▶ _Supplied passage_
------------------------------------------------------------

Salt Lake City police say they have taken a person of interest into custody after a shooting near the No Kings march downtown Saturday evening.
One injured man was seen collapsed on State Street with emergency responders providing care. Another person was seen being loaded onto a stretcher by Salt Lake City Fire; he appeared to be the same man officers had handcuffed.
(Francisco Kjolseth | The Salt Lake Tribune) Police arrest a man after a reported shooting during a demonstration in downtown Salt Lake City on Saturday, June 14, 2025.
Salt Lake Tribune journalists saw protesters running away from a location near the Wallace F. Bennett Federal Building. A Tribune photographer heard officers yelling “Gunman!” and “Man with rifle!” as they swarmed into a parking garage between 100 and 200 South on State Street.
A video shared with The Salt Lake Tribune by witness Kris Pendleton captures the sounds of shots being fired and the crowd’s frightened reactions.
https://www.youtube.com/watch?v=iugHoGsYbQA (
archive.ph)(
PreserveTube)
Organizers were yelling instructions telling people to move north of the federal building. On X, Salt Lake City police said, “We are asking people to leave to leave the demonstration safely and orderly.”
The Salt Lake City Police Department estimated there were 4,000 people gathered at Pioneer Park the park before the march to the Bennett Federal Building began. The department had increased that estimate to 10,000 during the march.

------------------------------------------------------------

▶ _Excerpted data_
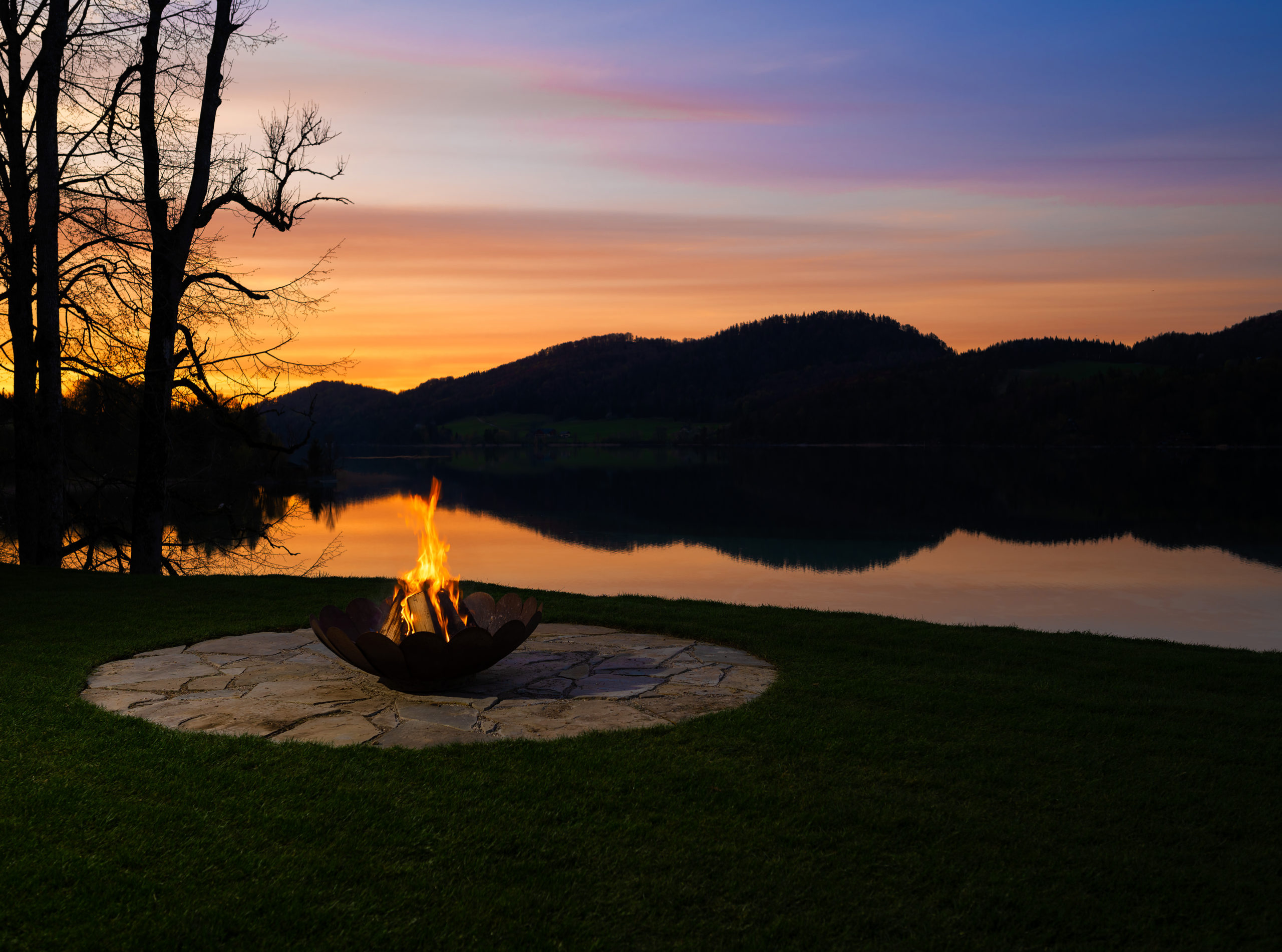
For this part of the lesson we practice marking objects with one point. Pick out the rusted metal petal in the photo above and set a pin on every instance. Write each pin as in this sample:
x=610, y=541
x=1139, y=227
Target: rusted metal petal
x=529, y=609
x=508, y=637
x=366, y=614
x=345, y=649
x=338, y=618
x=427, y=656
x=480, y=608
x=386, y=658
x=321, y=636
x=472, y=650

------------------------------------------------------------

▶ _Required task 1_
According to the shooting report, what did the Salt Lake City Police Department raise its crowd estimate to during the march?
▶ _Required task 2_
Quote the shooting report word for word between "(Francisco Kjolseth |" and "crowd’s frightened reactions.", inclusive.

▶ _Correct output 1_
10,000 people

▶ _Correct output 2_
(Francisco Kjolseth | The Salt Lake Tribune) Police arrest a man after a reported shooting during a demonstration in downtown Salt Lake City on Saturday, June 14, 2025.
Salt Lake Tribune journalists saw protesters running away from a location near the Wallace F. Bennett Federal Building. A Tribune photographer heard officers yelling “Gunman!” and “Man with rifle!” as they swarmed into a parking garage between 100 and 200 South on State Street.
A video shared with The Salt Lake Tribune by witness Kris Pendleton captures the sounds of shots being fired and the crowd’s frightened reactions.